### Task brief:
Extract every line of the records below and reproduce each one word for word, in the same order.

### Object position labeling entries:

★ ★ ★ ★

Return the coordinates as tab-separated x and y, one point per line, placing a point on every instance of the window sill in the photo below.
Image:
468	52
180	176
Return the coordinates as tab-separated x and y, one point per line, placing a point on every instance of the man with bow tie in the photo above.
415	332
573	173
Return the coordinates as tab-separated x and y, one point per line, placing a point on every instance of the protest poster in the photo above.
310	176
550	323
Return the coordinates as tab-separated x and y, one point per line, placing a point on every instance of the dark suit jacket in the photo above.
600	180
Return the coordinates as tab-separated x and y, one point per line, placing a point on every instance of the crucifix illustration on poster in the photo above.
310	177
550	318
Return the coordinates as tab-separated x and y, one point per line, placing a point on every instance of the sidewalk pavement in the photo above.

★ ★ ★ ★

### Output of the exercise:
Return the coordinates as tab-separated x and y, one point per line, placing a point on every instance of the window sill in the photo below.
Image:
468	52
180	176
Return the coordinates as tab-separated x and y, one point per line, placing a point on every instance of the man with bow tie in the photo above.
415	332
573	173
Return the coordinates as tab-separated x and y, one point per line, placing a point on every instance of the protest poster in the photo above.
310	176
550	323
Return the coordinates as tab-separated x and y, one point per line, placing a point on every instance of the dark suit jacket in the photo above.
600	180
Return the coordinates as tab-separated x and y, one point per line, placing a point on every instance of the crucifix illustration on poster in the photo above.
310	177
550	318
Return the coordinates as tab-separated x and y, one point per line, placing a point on every instance of the sidewalk pavement in the photo above.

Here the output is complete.